Trecho do documento:
= = = =

Lina Bo Bardi dando cara a São Paulo: 3 obras que perpassam minha vida

Lina Bo Bardi viveu entre 1914 e 1992, falecendo aos 77 anos na cidade de São Paulo. Nascida em Roma, na Itália, Lina fincou suas raízes no Brasil. Socialista, punha-se em oposição ao regime fascista de Benito Mussolini, enquanto no Brasil levantou suspeitas de subversão dos tiranos do regime militar. Em toda sua garra política, ela teria confrontando, na segunda inauguração do Sesc Fábrica Pompéia, face a face o presidente-general Figueiredo, nos últimos anos da decadente ditadura.
 
A arquiteta deixou importantes marcas em cidades como São Paulo e Salvador. Em São Paulo, entre os arquitetos modernistas, Lina foi talvez aquela que mais deu cara à cidade, tornando-a a capital do Modernismo no Brasil.

Tudo bem, quando se fala numa possível capital do Modernismo no Brasil, podemos de imediato pensar em Brasília: o auge do planejamento corbusiano e das curvas de Niemeyer. Contudo, considerando-se que  o Modernismo chegou a São Paulo antes da construção de Brasília, pode-se imaginar que a cidade foi uma espécie de planta experimental para o que viria a seguir, com o grande marco que foi a Semana de Arte Moderna, no início do século XX.

Seria insensato negar a presença modernista no Rio de Janeiro, então capital federal e mais populosa cidade do país àquela altura. No entanto, é preciso lembrar que a Guanabara já havia visto o seu momento de efervescência em outros momentos artísticos e históricos — situação claramente diversa da paulistana.

Por séculos uma cidade periférica na colônia, no Império e na República, sempre às sombras da corte, São Paulo veria sua população ultrapassar a carioca somente no início da segunda metade do século XX. Ainda com seu alvorecer para o país com o café e a industrialização a partir da segunda metade do século XIX, a cidade só veria, de fato, o acender simbólico de suas luzes na Semana de Arte Moderna.
 
Décadas depois, Lina Bo Bardi daria o tempero final a esse processo com sua arquitetura, marcando de modo inigualável a paisagem paulistana. Neste publicação, escolhi três de seus trabalhos que de algum modo atravessam minha vida, mas seu impacto na cidade é quase imensurável.
 

1. Museu de Arte de São Paulo
 

A Avenida Paulista foi um dos primeiros locais que me encantei na cidade de São Paulo, estando ela presente em vários momentos marcantes da minha adolescência. Das caminhadas reflexivas a outros momentos importante, não há como se falar na avenida mais famosa do país sem mencionar um de seus principais cartões-postais: o Museu de Arte de São Paulo, o Masp.

= = = =

Linhas:
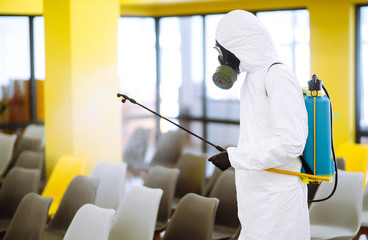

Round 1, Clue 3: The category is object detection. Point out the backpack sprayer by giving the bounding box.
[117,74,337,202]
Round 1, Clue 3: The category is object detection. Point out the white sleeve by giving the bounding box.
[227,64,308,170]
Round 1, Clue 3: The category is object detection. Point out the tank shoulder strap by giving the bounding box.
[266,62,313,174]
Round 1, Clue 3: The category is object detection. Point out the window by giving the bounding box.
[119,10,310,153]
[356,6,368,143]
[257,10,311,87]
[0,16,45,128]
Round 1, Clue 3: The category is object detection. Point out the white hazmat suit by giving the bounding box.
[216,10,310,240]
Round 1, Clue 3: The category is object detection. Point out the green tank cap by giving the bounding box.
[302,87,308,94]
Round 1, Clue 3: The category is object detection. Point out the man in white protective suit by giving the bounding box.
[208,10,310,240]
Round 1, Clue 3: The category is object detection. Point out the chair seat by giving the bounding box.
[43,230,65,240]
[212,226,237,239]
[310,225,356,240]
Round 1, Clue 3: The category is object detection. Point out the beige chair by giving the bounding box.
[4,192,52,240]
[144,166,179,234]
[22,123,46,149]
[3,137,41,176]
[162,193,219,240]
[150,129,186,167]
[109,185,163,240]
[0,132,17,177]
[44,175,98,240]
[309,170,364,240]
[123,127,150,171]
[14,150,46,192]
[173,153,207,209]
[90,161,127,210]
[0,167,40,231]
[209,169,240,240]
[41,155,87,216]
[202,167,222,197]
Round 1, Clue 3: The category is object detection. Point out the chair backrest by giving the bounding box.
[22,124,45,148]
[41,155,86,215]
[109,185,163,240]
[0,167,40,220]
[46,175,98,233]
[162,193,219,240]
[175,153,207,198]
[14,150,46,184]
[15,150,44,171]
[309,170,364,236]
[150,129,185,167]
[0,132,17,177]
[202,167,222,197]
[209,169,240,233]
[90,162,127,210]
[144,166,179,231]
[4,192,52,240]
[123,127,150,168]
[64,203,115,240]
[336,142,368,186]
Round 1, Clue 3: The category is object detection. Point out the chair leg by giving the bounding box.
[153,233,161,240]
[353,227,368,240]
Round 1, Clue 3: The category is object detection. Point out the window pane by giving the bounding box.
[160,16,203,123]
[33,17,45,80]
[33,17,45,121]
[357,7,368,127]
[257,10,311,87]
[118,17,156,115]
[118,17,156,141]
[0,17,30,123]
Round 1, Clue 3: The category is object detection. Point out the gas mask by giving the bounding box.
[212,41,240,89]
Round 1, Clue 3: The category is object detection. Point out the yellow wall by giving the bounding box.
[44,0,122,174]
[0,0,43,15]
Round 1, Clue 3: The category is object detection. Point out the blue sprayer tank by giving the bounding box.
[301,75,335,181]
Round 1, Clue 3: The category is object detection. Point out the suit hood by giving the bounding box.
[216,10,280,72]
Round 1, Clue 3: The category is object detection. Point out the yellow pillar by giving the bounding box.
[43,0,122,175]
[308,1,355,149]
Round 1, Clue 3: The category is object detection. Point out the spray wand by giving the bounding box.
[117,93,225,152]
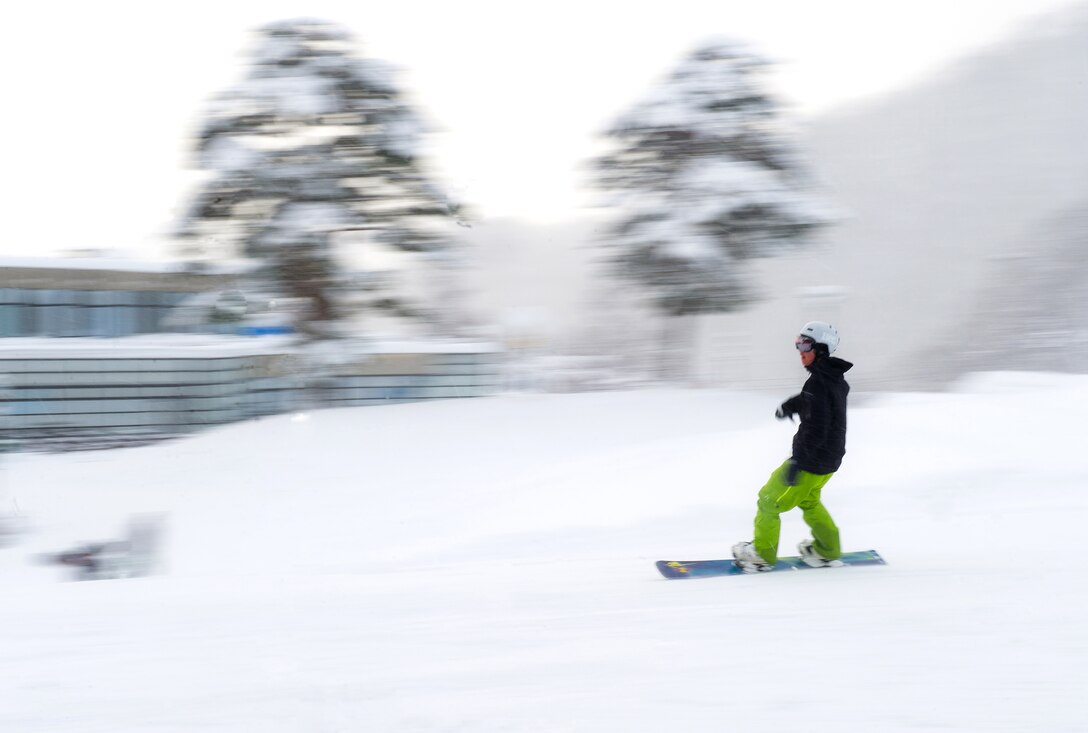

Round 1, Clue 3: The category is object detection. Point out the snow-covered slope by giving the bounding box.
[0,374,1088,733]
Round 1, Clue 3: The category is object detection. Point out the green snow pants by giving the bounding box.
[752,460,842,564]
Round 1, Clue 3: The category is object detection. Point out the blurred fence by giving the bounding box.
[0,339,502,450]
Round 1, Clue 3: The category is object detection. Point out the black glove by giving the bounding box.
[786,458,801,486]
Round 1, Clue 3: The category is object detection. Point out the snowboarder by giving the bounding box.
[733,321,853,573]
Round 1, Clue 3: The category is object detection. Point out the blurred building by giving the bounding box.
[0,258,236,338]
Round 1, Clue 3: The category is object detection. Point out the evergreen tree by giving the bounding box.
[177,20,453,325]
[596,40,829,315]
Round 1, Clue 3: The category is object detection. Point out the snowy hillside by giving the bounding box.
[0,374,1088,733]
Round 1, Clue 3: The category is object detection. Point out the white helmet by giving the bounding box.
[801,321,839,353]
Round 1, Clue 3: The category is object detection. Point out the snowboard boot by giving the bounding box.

= = = =

Conjunto de tarefas:
a - Responda, com base no texto sobre Lina Bo Bardi:
(i) Em que cidade Lina Bo Bardi nasceu?
(ii) Em que época a população de São Paulo passou a de Rio de Janeiro?
(iii) Qual sigla o texto usa para o Museu de Arte de São Paulo?
b - Reproduza fielmente o trecho do texto sobre Lina Bo Bardi que abre com as palavras que contêm "Tudo bem, quando" e fecha com "início do século XX.".

Respostas em ordem:
a -
(i) Em Roma, na Itália.
(ii) No início da segunda metade do século XX.
(iii) Masp.

b -
Tudo bem, quando se fala numa possível capital do Modernismo no Brasil, podemos de imediato pensar em Brasília: o auge do planejamento corbusiano e das curvas de Niemeyer. Contudo, considerando-se que  o Modernismo chegou a São Paulo antes da construção de Brasília, pode-se imaginar que a cidade foi uma espécie de planta experimental para o que viria a seguir, com o grande marco que foi a Semana de Arte Moderna, no início do século XX.